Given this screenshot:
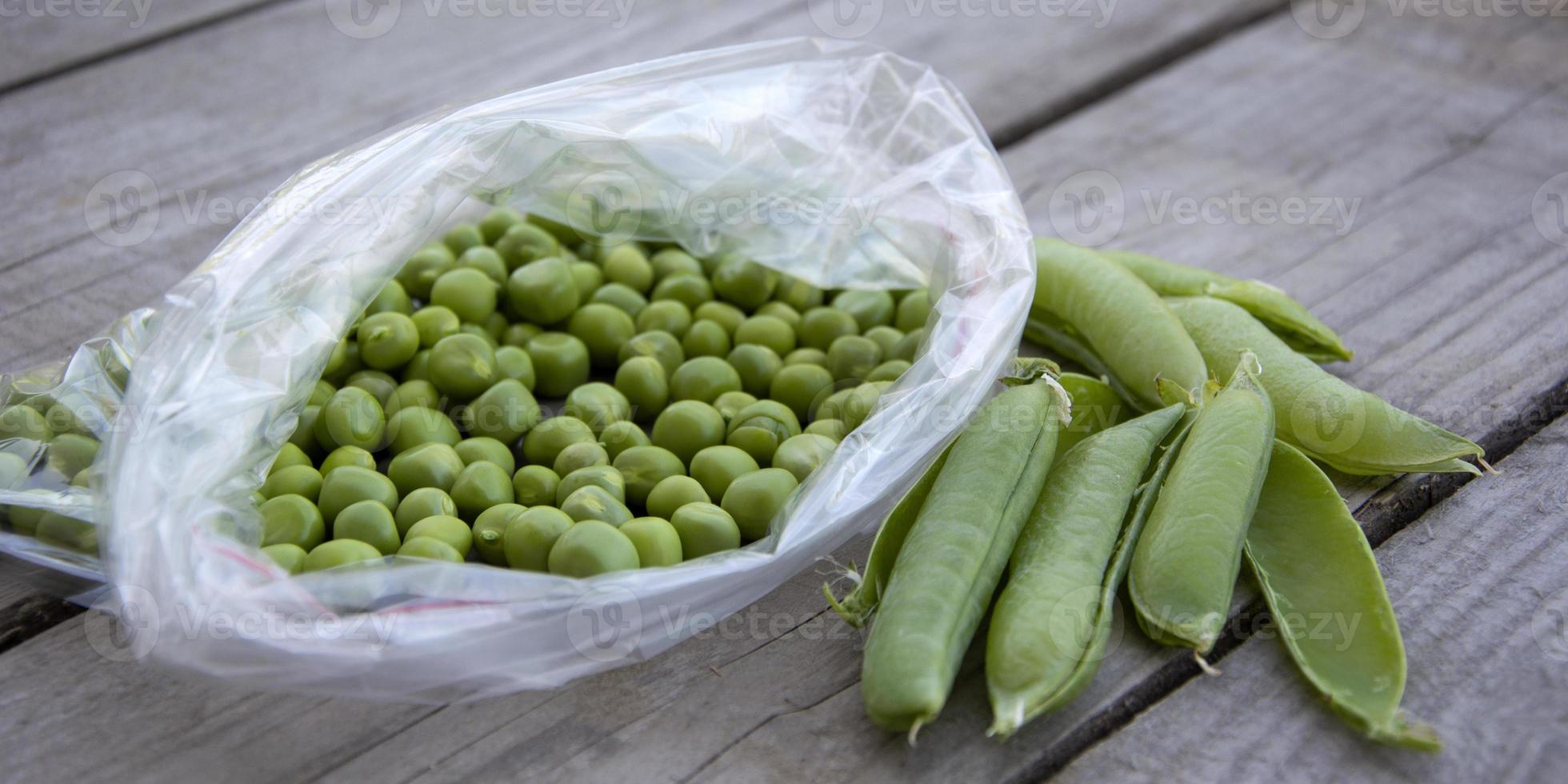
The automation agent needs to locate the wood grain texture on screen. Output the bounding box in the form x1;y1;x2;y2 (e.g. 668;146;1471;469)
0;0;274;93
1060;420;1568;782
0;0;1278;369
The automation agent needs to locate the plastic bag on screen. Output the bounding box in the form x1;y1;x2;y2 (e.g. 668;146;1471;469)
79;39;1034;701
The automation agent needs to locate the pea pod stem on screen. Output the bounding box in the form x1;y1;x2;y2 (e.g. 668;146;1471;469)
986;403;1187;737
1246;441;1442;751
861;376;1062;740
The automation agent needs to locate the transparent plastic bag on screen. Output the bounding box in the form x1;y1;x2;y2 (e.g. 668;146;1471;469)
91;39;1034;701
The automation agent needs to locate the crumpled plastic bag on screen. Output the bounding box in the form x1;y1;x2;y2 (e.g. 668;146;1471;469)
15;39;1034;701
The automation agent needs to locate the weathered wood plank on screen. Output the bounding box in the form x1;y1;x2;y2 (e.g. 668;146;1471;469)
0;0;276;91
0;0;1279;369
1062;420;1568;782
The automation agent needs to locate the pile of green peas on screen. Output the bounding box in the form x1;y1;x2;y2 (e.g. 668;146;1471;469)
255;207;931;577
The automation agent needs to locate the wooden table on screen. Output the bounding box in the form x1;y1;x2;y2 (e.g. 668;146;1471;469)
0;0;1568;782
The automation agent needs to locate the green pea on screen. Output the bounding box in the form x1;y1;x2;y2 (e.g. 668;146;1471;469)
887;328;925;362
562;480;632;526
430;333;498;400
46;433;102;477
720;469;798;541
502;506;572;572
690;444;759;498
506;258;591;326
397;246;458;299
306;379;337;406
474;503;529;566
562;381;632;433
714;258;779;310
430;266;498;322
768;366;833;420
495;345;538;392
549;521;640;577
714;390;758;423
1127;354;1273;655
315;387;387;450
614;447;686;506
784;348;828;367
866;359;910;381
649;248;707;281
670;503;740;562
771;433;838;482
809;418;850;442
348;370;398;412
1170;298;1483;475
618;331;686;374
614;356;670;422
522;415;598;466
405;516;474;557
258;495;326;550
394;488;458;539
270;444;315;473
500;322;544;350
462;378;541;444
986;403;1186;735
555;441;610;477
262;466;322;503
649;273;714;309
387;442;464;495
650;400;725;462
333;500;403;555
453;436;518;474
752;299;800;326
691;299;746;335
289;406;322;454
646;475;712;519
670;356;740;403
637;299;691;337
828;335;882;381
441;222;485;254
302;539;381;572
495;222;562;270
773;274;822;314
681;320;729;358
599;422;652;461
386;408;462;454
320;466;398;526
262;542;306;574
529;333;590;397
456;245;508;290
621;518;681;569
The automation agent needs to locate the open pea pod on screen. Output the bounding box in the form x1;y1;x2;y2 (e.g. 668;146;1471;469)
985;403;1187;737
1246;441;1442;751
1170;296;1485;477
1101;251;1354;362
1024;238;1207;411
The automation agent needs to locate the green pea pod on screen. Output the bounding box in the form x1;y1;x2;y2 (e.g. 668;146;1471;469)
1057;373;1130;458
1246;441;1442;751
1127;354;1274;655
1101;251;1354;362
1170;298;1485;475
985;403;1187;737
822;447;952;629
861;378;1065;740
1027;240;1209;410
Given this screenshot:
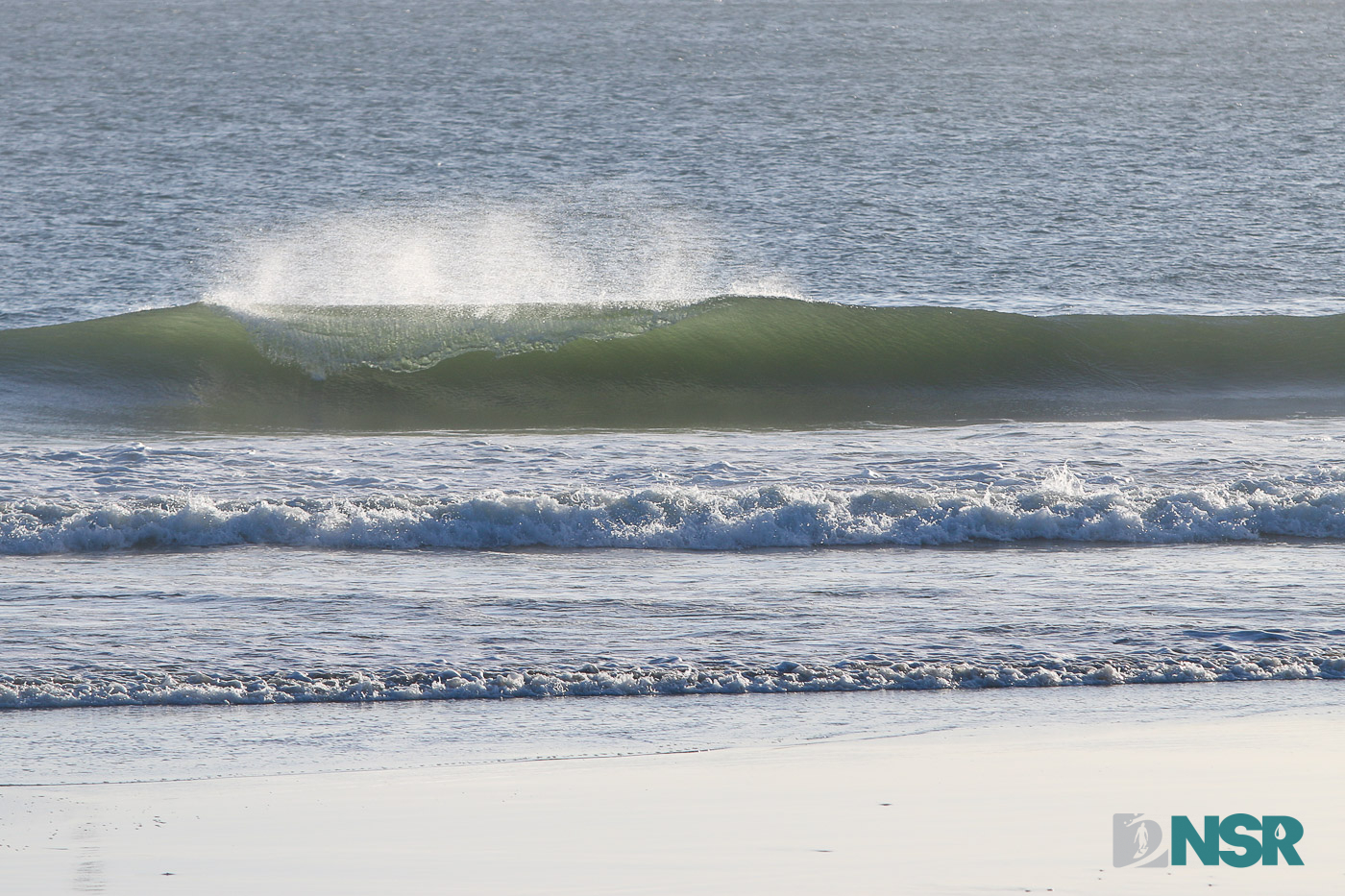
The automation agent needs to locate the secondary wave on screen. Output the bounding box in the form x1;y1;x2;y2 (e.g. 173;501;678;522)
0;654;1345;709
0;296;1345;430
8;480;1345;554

####################

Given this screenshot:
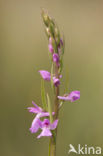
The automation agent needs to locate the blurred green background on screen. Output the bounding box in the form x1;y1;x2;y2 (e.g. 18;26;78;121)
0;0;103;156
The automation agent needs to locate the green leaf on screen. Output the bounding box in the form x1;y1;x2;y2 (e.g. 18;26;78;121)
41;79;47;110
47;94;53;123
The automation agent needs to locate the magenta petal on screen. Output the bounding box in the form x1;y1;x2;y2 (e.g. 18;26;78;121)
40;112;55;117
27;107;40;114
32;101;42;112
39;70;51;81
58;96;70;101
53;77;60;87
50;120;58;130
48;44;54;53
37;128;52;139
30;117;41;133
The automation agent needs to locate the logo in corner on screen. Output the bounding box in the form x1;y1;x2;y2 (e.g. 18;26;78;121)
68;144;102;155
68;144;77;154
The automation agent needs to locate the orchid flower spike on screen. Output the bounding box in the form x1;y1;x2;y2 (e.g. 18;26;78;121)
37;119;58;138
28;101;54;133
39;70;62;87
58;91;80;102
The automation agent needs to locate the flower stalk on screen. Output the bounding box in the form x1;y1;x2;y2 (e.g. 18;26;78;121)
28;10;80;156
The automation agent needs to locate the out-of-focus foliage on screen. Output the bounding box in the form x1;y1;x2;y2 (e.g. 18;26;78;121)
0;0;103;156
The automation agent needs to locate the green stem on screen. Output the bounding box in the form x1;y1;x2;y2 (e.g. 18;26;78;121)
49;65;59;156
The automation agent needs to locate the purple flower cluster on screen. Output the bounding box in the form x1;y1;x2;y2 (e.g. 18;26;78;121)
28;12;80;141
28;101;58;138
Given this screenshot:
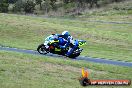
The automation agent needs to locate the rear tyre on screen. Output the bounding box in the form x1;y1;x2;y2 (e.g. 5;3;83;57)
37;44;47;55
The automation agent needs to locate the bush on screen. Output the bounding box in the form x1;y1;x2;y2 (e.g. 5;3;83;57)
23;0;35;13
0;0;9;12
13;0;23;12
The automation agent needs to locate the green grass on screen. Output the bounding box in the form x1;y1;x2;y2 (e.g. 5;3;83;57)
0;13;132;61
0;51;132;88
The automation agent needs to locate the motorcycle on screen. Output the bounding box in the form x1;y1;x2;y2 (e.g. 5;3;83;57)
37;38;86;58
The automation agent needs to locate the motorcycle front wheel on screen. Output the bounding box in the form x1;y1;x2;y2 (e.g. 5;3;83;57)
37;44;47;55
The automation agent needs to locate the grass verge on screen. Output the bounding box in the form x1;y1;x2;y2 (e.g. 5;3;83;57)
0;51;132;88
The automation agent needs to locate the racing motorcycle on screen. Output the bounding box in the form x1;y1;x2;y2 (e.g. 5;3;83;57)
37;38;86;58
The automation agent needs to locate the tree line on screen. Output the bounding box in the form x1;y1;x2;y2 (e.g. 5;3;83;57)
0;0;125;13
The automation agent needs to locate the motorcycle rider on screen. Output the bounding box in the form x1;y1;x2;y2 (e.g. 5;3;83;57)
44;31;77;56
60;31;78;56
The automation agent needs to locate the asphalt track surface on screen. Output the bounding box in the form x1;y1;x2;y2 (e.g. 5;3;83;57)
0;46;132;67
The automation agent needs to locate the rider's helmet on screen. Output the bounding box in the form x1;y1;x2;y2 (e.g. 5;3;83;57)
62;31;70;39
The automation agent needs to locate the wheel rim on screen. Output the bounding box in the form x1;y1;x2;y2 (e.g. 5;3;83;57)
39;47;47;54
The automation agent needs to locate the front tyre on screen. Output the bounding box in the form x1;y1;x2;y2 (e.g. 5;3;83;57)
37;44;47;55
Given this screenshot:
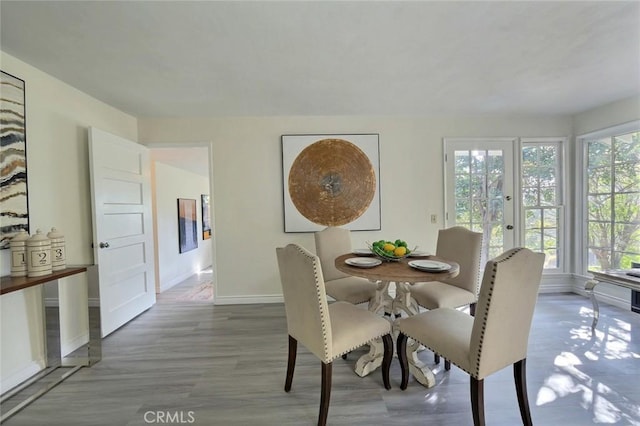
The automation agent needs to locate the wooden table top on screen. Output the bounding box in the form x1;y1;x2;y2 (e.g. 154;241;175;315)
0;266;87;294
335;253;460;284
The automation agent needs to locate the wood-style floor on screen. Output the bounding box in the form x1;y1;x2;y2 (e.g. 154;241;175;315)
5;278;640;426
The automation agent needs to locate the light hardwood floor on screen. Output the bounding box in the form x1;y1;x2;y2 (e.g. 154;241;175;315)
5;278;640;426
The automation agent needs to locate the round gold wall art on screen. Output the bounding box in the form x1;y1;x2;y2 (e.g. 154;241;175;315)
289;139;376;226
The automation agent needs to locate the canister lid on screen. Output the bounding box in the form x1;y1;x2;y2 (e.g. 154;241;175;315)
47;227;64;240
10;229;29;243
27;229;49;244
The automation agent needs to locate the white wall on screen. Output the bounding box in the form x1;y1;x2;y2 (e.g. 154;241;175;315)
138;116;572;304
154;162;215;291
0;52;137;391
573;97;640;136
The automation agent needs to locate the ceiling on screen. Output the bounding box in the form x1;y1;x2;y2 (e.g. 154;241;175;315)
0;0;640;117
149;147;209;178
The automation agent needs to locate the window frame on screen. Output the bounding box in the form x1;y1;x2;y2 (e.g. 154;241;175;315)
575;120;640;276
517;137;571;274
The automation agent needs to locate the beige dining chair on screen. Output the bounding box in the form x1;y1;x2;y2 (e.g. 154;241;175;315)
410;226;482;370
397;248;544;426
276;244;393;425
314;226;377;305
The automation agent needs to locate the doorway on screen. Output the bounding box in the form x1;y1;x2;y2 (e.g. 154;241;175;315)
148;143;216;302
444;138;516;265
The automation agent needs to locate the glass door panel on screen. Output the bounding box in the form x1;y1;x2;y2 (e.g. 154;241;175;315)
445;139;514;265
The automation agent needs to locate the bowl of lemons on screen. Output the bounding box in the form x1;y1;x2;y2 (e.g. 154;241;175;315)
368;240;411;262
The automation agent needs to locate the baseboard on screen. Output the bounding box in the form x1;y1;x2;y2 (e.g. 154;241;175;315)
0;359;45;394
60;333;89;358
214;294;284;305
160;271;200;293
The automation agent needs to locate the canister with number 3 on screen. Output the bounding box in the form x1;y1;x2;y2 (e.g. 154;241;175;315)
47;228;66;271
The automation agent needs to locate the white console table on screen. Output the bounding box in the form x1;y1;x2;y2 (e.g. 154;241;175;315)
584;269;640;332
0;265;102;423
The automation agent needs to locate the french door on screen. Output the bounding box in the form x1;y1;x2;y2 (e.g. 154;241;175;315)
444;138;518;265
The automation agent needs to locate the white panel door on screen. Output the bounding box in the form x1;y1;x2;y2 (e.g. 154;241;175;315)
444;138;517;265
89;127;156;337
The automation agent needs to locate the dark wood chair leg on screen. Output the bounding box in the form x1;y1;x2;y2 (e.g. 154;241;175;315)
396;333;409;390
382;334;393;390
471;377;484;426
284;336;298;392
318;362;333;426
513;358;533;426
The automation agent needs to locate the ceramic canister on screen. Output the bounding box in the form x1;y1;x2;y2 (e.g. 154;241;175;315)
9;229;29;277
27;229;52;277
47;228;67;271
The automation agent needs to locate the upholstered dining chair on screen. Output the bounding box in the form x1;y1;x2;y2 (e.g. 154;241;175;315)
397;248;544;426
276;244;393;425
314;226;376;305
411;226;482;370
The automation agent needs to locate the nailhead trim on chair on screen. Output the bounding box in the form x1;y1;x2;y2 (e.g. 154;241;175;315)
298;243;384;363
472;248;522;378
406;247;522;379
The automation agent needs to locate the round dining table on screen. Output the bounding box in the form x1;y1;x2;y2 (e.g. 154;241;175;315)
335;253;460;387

####################

## WHAT YOU NEED TO DO
Rewrite the lines of the listing between the one holding "The automation agent needs to locate the glass" and the one holding "368;240;411;262", inclusive, and shift every bounding box coordinate in the answers by -75. Keep all the other lines, including their sample coordinates, unchanged.

## SOLUTION
The automation agent needs to locate the glass door panel on screen. Output the bounding box in the form x1;y1;x2;y2 (e.g. 154;241;175;315)
370;64;439;190
The automation agent needs to locate the bowl of lemons on screen. Output the bounding box in the form x1;y1;x2;y2 (e.g. 154;241;175;315)
293;165;336;187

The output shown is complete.